Given records:
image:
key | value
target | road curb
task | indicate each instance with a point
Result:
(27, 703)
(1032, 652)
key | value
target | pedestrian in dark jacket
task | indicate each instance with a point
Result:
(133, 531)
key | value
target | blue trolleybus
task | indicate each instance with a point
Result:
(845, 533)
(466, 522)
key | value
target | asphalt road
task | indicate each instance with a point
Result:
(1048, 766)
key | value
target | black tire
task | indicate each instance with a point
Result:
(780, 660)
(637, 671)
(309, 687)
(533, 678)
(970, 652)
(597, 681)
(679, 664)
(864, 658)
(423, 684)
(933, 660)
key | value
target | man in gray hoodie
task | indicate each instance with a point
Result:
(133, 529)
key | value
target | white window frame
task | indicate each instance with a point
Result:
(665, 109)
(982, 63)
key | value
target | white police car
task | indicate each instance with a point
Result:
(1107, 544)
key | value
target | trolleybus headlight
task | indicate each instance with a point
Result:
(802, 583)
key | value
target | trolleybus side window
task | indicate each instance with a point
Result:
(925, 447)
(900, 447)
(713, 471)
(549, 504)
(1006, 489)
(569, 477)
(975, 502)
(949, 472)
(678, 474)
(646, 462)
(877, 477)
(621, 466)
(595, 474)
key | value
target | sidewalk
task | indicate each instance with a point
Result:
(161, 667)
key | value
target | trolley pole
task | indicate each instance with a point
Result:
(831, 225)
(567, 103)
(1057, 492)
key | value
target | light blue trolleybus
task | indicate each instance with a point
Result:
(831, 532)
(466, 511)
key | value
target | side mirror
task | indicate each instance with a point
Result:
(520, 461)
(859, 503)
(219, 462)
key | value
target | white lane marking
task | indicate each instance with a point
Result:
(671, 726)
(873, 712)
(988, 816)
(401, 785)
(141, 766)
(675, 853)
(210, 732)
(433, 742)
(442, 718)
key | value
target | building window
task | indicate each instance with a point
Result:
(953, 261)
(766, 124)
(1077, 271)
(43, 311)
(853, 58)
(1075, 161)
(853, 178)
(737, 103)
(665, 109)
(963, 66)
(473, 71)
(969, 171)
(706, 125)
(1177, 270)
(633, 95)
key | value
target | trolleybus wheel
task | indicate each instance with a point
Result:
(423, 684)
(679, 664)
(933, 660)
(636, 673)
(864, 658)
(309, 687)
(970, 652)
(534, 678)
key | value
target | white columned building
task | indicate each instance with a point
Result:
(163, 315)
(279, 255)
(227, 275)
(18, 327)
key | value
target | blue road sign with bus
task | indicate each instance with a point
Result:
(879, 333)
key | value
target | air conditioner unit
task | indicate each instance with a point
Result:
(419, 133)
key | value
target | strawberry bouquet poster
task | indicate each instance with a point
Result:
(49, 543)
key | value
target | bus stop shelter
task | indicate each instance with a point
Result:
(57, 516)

Task requirements:
Output each record above exactly, omitting nothing.

Output of the task:
image:
key | value
target | road curb
task | indicate each instance with a point
Result:
(27, 703)
(1032, 652)
key | value
target | pedestrian in dark jacket
task | indicate each instance with a point
Result:
(133, 531)
key | value
target | blue trolleybus
task | indicate each instance with a point
Result:
(845, 533)
(466, 522)
key | value
target | asphalt road
task | indicate each instance with a point
Result:
(1048, 766)
key | value
target | black tire
task | indicate each instance with a point
Result:
(780, 660)
(637, 671)
(309, 687)
(533, 678)
(970, 652)
(597, 681)
(679, 664)
(864, 658)
(423, 684)
(933, 660)
key | value
target | man in gray hoodie
task | indicate each instance with a point
Result:
(133, 529)
key | value
target | white window frame
task | indicate each instance with a point
Result:
(665, 109)
(982, 63)
key | value
target | white police car
task | indicate each instance with a point
Result:
(1107, 544)
key | value
target | trolleybus headlight
task | indicate each instance with a point
Result:
(802, 583)
key | value
target | trolleybus side window
task | indicate each instance with a point
Result:
(925, 447)
(900, 447)
(713, 471)
(549, 504)
(1006, 489)
(569, 477)
(975, 502)
(949, 472)
(678, 474)
(646, 462)
(877, 477)
(621, 466)
(595, 474)
key | value
target | sidewalk
task | indicate each instance with a point
Result:
(161, 667)
key | value
target | trolley pole
task | indicate each instance with a point
Result:
(831, 225)
(567, 103)
(1057, 492)
key | value
target | light blue trolleybus
task | indicate each instance with a point
Result:
(831, 532)
(466, 511)
key | value
target | side mirror
task | indicate each instance with a point
Result:
(520, 461)
(859, 503)
(219, 462)
key | value
target | white lane marking
task | indicate each instance with a point
Result:
(671, 726)
(873, 712)
(988, 816)
(401, 785)
(141, 766)
(675, 853)
(210, 732)
(433, 742)
(442, 718)
key | value
target | building window
task | indicate each instance with a point
Result:
(953, 261)
(766, 124)
(1077, 271)
(43, 311)
(853, 58)
(1075, 161)
(853, 178)
(737, 103)
(665, 109)
(963, 66)
(473, 71)
(969, 171)
(706, 125)
(1177, 270)
(633, 95)
key | value
target | trolleybus wheel
task | indicate each instance with a point
Result:
(423, 684)
(679, 664)
(933, 660)
(636, 673)
(864, 658)
(309, 687)
(970, 652)
(534, 678)
key | value
target | white columned building
task | indicate each instance with a point
Result:
(163, 315)
(279, 255)
(227, 275)
(18, 327)
key | value
target | blue road sign with bus
task | indicate each instance with a point
Result:
(879, 333)
key | value
target | air conditioner unit
task | indicate each instance with a point
Result:
(419, 133)
key | value
target | strawberry bouquet poster
task | indicate each instance with a point
Result:
(49, 543)
key | value
target | bus stop shelter
task | indicate each instance with a point
Result:
(57, 516)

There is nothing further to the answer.